*Description of the task*. Look for the word "facade" in the entries and copy each line where it appears.

== Task input ==

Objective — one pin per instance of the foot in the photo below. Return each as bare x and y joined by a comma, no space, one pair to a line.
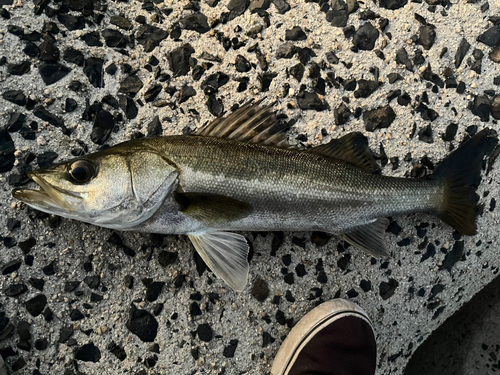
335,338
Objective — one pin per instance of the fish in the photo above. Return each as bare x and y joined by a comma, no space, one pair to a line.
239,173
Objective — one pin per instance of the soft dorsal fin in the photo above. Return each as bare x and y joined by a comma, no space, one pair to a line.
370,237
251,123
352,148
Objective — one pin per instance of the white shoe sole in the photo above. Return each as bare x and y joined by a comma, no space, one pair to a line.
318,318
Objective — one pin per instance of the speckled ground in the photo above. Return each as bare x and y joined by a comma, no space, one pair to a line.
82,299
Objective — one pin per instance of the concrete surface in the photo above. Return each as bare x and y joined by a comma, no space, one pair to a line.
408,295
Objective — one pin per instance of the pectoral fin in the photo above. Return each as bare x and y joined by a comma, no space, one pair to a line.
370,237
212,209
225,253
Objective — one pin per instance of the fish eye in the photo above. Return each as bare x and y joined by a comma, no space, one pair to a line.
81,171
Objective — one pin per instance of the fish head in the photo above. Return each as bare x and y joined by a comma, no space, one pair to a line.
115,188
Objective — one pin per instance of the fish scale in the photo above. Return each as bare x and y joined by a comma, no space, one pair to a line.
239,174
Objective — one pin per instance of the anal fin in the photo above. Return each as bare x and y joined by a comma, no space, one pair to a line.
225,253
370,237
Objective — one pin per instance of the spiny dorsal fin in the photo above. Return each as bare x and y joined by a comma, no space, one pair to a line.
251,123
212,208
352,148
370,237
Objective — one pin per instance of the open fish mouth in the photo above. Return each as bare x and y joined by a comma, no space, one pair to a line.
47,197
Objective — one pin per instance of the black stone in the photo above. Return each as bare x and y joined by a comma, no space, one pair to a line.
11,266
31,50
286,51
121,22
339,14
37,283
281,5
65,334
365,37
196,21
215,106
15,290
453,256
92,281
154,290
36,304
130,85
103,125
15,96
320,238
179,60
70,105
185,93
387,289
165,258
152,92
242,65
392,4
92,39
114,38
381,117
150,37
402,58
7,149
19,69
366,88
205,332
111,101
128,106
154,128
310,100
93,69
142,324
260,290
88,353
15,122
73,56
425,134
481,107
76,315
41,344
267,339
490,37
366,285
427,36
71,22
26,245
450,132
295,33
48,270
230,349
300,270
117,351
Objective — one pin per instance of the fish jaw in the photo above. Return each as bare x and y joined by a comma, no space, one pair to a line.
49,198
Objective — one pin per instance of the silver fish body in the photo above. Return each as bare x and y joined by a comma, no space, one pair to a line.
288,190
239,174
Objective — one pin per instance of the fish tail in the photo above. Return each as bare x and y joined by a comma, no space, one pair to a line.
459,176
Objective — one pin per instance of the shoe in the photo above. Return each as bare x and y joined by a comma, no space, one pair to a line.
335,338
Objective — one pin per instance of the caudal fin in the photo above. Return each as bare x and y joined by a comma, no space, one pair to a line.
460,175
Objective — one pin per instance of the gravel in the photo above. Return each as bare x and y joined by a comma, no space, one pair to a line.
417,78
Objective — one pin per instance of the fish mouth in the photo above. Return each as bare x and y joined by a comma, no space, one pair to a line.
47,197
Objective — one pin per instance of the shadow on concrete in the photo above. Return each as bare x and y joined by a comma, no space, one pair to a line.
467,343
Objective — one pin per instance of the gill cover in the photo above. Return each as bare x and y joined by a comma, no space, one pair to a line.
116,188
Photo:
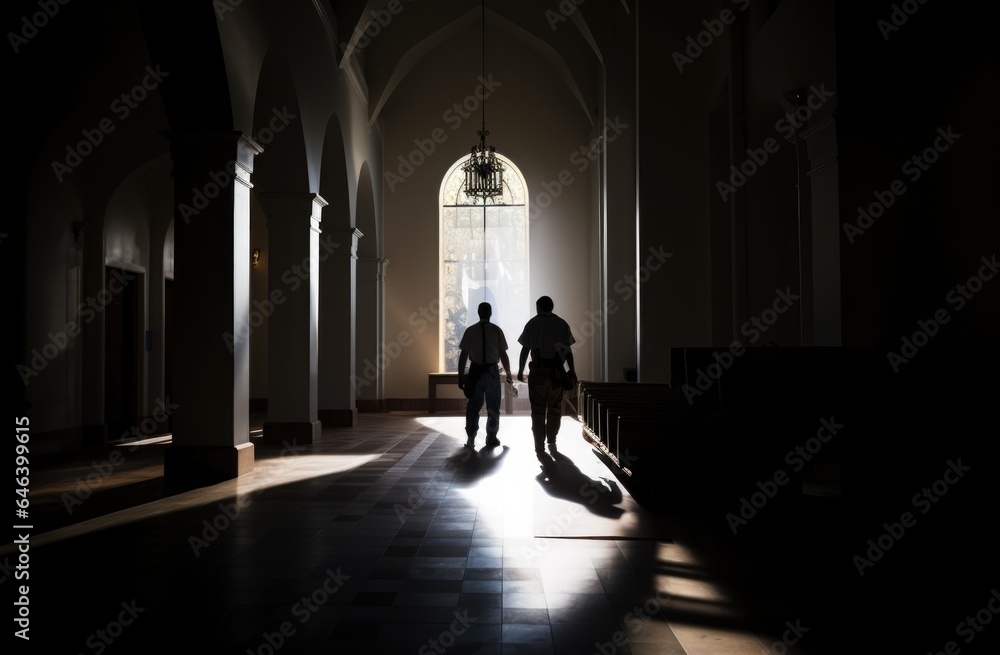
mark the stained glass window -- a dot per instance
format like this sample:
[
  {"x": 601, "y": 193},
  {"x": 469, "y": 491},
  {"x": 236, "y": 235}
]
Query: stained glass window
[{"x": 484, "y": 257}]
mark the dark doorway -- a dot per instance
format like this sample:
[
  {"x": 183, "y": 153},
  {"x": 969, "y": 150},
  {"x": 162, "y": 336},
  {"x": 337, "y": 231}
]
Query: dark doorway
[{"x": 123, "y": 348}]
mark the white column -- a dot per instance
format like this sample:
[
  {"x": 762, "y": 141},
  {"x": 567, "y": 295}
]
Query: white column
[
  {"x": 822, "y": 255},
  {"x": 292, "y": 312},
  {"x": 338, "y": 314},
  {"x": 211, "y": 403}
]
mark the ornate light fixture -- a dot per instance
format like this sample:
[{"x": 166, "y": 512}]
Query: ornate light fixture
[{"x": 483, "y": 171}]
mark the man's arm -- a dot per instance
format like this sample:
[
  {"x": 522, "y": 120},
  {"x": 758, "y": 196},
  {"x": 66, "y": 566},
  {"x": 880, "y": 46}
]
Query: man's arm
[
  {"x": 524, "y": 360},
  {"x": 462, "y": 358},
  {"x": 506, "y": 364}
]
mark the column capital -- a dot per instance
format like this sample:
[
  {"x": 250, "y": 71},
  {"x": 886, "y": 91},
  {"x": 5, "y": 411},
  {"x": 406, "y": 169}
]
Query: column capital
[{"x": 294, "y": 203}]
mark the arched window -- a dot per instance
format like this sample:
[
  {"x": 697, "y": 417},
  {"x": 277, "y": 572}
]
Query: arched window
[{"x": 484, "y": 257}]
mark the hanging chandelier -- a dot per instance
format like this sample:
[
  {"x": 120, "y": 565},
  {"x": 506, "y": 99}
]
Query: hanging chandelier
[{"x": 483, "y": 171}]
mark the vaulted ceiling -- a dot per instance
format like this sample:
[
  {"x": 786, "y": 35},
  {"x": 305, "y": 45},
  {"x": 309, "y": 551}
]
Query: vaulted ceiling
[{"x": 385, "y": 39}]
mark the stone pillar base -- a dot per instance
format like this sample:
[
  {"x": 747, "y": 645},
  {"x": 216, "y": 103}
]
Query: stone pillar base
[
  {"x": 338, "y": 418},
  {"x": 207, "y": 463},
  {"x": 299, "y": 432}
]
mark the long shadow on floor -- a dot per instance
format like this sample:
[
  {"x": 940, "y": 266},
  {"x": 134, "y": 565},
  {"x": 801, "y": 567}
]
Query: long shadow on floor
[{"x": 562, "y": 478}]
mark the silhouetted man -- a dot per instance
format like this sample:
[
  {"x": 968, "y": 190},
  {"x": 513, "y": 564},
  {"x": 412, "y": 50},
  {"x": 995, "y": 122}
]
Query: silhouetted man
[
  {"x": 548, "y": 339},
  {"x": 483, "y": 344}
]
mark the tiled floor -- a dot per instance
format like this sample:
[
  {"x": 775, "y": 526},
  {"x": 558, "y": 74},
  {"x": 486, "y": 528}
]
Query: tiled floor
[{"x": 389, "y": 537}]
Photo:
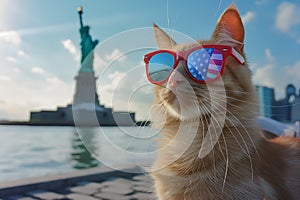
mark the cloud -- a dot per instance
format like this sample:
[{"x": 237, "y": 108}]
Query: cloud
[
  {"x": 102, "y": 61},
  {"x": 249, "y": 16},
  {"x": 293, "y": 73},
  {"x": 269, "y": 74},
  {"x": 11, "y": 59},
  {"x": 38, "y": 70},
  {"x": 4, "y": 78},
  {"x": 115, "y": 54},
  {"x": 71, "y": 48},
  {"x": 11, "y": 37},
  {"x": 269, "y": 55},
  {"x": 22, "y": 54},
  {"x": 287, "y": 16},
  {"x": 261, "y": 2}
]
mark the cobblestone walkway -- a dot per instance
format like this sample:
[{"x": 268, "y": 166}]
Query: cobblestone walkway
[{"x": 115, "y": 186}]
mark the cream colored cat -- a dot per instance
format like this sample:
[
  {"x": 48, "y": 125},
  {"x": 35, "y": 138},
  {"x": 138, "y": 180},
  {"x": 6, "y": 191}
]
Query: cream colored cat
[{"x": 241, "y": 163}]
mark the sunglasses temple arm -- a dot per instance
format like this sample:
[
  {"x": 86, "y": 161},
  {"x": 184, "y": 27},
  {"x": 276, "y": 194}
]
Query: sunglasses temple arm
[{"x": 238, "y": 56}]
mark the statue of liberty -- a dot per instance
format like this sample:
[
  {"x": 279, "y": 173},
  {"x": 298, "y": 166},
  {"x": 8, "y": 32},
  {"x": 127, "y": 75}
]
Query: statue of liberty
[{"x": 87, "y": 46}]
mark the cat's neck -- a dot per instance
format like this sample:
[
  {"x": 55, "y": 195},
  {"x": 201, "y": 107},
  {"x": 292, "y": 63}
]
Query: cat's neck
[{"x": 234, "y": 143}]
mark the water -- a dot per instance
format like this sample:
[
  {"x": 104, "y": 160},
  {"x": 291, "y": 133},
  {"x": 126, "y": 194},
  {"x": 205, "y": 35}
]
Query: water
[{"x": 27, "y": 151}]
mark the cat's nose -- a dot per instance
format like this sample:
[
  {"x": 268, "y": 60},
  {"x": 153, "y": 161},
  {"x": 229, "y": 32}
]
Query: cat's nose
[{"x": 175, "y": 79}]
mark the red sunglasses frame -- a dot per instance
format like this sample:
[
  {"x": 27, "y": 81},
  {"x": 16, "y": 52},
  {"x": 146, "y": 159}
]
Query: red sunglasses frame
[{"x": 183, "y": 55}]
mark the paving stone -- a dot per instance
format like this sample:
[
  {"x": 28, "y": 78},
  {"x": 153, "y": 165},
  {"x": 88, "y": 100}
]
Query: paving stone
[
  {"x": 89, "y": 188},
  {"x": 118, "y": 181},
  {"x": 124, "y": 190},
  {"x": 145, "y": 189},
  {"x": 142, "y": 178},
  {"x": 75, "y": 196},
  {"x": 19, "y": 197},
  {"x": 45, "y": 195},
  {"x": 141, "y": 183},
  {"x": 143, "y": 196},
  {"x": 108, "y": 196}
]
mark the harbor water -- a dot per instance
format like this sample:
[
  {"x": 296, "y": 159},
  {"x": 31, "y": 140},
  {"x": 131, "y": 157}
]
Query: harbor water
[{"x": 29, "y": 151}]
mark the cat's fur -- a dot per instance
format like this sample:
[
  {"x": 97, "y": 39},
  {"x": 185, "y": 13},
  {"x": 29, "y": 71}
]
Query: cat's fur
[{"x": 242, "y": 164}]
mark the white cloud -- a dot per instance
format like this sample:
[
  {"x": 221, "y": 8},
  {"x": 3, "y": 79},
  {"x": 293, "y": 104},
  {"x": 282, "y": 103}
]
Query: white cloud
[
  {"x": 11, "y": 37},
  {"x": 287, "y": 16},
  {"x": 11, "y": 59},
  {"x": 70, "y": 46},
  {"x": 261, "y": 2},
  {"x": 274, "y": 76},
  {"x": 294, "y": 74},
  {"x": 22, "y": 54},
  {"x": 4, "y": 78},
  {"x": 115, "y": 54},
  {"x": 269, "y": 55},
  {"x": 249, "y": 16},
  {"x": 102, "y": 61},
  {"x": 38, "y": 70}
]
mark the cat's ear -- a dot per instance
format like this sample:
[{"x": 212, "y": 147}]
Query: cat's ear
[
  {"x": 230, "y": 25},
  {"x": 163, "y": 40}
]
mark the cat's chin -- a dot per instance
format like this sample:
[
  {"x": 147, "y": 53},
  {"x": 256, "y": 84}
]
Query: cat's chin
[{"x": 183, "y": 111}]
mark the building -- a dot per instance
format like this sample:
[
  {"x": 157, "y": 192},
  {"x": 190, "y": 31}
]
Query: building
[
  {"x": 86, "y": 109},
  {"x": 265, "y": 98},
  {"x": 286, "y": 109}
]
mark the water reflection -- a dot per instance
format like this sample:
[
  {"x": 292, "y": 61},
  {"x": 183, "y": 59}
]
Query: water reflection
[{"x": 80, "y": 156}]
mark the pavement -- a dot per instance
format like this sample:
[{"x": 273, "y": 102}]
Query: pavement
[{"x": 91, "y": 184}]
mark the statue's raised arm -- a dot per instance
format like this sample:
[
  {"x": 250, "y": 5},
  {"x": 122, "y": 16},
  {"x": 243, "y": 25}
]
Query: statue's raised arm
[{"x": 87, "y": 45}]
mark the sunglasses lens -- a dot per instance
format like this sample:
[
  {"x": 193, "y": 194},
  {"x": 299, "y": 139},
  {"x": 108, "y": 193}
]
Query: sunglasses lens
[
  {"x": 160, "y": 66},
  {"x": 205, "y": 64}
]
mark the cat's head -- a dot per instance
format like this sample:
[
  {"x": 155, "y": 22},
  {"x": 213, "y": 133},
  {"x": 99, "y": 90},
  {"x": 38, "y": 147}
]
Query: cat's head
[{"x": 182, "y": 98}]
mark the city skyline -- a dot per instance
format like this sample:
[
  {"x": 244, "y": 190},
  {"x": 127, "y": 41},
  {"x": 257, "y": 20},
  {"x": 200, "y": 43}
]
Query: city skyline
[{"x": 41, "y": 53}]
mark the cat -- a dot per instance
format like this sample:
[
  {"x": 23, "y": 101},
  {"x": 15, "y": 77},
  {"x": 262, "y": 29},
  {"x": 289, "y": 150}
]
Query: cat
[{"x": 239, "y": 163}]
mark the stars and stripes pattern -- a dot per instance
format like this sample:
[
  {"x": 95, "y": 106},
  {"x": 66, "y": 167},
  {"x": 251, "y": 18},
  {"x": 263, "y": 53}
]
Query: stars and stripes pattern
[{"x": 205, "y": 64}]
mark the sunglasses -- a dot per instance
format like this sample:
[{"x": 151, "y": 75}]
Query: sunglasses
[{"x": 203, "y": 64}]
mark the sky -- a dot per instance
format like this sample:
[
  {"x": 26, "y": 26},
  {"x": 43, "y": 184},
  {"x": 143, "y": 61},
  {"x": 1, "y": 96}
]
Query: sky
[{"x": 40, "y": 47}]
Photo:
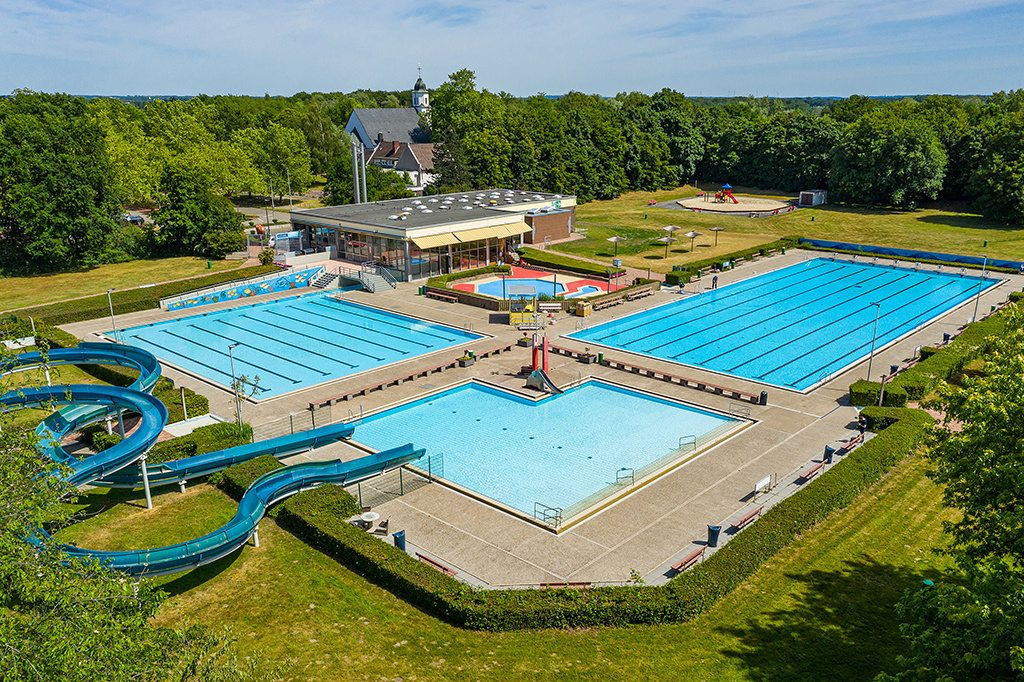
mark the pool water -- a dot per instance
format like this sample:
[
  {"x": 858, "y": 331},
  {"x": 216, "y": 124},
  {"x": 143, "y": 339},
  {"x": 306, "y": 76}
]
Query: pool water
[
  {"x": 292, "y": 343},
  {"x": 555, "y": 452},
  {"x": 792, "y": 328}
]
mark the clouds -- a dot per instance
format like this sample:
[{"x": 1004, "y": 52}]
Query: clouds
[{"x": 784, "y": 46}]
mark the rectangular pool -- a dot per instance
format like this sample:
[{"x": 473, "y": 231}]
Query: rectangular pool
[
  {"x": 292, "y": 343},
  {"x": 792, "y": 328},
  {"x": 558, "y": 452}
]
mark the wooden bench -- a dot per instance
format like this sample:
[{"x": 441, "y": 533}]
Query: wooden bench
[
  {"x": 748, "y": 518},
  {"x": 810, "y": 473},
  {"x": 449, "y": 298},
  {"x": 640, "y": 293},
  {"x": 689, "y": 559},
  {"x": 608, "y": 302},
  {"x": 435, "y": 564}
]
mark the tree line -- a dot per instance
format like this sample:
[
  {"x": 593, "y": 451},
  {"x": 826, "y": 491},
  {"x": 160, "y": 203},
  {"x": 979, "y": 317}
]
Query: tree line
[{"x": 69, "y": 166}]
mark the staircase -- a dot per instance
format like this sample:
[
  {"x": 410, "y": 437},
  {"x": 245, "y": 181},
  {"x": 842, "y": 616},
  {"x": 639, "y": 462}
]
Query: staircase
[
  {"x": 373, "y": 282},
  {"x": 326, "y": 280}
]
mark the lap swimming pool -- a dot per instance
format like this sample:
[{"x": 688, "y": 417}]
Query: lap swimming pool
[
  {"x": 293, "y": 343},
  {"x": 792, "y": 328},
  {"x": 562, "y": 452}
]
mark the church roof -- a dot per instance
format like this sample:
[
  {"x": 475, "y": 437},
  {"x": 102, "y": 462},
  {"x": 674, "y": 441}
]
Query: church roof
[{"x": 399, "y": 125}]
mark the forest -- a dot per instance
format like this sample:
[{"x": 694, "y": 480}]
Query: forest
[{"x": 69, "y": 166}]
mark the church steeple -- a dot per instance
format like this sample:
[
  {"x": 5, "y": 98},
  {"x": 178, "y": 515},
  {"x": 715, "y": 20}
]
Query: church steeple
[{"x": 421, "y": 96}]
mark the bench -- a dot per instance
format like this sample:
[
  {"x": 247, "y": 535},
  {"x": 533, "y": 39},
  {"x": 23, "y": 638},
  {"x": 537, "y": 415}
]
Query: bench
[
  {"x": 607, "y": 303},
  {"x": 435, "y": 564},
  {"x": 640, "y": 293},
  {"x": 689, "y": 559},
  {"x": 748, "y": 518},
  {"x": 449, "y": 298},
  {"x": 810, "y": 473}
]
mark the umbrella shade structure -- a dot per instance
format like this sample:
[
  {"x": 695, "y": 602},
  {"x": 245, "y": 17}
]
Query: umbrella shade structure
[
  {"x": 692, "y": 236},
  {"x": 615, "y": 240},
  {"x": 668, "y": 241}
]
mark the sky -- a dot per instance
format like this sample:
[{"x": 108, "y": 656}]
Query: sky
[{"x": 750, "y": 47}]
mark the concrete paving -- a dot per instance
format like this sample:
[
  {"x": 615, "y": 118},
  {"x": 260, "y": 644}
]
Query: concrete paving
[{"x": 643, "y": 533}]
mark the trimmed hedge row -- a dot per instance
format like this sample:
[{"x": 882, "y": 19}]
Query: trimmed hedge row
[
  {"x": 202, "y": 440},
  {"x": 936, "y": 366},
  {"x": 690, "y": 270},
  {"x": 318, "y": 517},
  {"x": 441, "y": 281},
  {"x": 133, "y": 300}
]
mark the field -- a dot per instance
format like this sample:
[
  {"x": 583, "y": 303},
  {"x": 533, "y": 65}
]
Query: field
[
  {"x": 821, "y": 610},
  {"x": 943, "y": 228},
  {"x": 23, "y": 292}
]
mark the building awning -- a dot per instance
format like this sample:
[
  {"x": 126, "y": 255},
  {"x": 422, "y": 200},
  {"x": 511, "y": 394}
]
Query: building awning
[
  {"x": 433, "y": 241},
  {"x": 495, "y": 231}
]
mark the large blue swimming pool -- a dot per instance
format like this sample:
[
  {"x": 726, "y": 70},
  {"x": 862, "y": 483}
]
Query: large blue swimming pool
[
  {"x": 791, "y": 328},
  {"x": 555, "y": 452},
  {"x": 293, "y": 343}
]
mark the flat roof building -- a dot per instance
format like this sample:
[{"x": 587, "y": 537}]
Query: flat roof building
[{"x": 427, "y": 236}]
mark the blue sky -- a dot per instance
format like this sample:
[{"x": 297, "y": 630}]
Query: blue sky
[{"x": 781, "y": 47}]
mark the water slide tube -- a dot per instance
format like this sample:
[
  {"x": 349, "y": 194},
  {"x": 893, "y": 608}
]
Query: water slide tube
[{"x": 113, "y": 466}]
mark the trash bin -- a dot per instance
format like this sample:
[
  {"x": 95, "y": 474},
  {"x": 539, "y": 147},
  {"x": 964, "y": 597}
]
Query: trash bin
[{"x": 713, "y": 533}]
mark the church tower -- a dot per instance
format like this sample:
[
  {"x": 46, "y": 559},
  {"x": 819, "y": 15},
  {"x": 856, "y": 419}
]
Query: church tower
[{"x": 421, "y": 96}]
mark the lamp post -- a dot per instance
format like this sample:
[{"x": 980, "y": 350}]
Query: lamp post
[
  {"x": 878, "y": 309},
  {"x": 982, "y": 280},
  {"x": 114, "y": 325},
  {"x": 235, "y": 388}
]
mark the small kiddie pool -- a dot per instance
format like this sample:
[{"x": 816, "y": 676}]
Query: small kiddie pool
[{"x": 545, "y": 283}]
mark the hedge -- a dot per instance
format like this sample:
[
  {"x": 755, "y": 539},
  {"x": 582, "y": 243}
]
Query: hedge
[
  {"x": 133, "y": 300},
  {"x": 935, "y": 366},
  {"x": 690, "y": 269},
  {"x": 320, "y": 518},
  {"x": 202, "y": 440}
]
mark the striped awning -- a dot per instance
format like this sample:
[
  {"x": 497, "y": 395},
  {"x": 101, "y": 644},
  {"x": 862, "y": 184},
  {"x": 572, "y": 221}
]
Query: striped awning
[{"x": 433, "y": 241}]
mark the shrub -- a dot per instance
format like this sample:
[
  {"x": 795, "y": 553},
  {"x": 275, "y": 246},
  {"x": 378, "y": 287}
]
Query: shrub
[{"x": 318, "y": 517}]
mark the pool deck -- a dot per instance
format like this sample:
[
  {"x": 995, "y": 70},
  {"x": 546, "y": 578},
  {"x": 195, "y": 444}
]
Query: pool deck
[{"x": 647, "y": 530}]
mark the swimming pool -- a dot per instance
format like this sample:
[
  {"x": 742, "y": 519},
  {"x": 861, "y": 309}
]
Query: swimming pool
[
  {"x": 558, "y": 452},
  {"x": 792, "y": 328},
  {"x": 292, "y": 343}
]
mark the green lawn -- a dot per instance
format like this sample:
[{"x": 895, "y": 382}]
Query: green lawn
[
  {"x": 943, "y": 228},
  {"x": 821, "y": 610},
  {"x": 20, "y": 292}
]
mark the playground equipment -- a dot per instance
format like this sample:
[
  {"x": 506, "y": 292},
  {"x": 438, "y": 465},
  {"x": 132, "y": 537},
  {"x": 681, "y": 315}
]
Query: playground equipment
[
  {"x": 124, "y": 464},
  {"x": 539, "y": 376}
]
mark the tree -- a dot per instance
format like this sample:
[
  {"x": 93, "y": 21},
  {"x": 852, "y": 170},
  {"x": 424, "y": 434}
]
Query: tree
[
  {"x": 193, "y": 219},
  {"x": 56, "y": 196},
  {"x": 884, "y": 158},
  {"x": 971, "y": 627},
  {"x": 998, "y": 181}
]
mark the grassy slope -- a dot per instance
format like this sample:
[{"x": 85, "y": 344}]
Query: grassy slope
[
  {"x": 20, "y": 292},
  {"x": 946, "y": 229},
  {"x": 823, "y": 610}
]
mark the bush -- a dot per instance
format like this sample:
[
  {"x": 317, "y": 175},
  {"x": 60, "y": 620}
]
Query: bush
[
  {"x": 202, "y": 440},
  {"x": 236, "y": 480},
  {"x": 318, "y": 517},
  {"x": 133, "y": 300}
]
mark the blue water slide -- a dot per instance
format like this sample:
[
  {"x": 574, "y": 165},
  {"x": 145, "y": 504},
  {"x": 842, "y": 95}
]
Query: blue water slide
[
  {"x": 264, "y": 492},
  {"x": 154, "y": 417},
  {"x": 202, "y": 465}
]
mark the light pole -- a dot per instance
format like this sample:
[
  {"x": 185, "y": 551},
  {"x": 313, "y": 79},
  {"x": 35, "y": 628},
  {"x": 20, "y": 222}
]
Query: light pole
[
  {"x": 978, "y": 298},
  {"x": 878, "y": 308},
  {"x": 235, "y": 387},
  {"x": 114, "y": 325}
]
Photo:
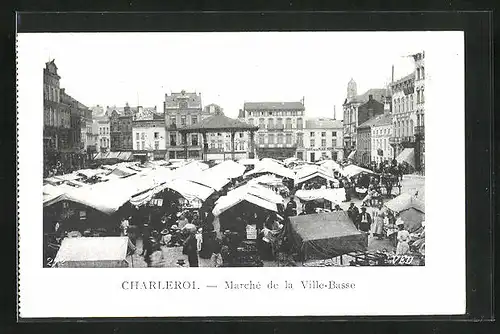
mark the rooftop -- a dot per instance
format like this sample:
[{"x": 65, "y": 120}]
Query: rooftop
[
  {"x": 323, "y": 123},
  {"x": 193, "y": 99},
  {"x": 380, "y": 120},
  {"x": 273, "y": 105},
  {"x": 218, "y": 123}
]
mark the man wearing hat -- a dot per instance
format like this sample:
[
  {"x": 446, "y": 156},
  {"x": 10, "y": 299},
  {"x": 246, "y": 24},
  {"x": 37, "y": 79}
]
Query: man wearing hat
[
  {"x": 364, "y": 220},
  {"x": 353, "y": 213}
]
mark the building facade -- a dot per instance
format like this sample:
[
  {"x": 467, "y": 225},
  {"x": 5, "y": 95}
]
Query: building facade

===

*Answer to the problem*.
mark the building facade -- a dot per instance
Query: building facade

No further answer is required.